▶ TASK GOAL
Could you copy out every line of the material below, character for character, with no changes?

Items from a dataset
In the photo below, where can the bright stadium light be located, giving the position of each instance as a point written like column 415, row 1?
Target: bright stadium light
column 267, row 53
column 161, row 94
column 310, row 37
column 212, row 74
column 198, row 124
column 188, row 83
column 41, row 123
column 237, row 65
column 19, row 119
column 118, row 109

▶ FULL OUTPUT
In the photo below, where can the bright stadium light be located, giving the position of each instance as a point written like column 415, row 1?
Target: bright stadium light
column 267, row 53
column 161, row 94
column 310, row 37
column 212, row 74
column 198, row 124
column 188, row 83
column 41, row 123
column 237, row 65
column 19, row 119
column 118, row 109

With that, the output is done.